**TASK TO COMPLETE:** Copy everything in the data below exactly except the pictures.

**RECORDS SUPPLIED:**
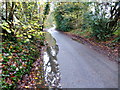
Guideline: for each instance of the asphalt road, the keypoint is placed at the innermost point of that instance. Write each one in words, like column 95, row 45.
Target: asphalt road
column 82, row 67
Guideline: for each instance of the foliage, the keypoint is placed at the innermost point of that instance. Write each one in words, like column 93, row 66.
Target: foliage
column 101, row 20
column 68, row 16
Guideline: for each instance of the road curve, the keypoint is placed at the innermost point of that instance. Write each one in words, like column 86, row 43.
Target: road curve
column 82, row 67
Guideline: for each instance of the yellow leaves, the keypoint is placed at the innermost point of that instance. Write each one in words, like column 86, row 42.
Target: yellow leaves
column 26, row 86
column 11, row 46
column 41, row 33
column 36, row 78
column 29, row 36
column 9, row 57
column 1, row 57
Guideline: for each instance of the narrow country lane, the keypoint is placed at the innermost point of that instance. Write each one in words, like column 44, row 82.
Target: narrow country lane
column 82, row 67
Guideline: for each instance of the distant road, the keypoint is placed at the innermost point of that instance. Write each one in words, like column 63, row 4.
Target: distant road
column 82, row 67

**RESULT:**
Guideline: for each instance of the asphalt road, the keypoint is placed at the innermost point of that instance. Write each one in words, like column 95, row 45.
Target: asphalt road
column 82, row 67
Guideline: for each instance of the foliage, the keypoint is placed at the innermost point of that instance. Write each one in words, like column 93, row 66.
Target: foliage
column 101, row 20
column 68, row 16
Guideline: for each instance of the road curve, the keypoint is placed at the innermost point of that instance. Write each one in words, like column 86, row 43.
Target: road curve
column 82, row 67
Guideline: for each instance of the yellow leaves, the keypoint is placed at the innermost point of that instance. Write each one in words, like column 86, row 42.
Target: yellow leaves
column 26, row 86
column 11, row 46
column 41, row 33
column 36, row 78
column 29, row 36
column 9, row 57
column 1, row 57
Guideline: for each instance of the narrow country lane, the keypoint is placed at the innermost point of that instance. Write each one in words, like column 44, row 82.
Target: narrow country lane
column 82, row 67
Guideline: for each instance of the distant road, the keypoint is placed at the innermost point of that instance. Write each one in words, like column 63, row 4.
Target: distant road
column 82, row 67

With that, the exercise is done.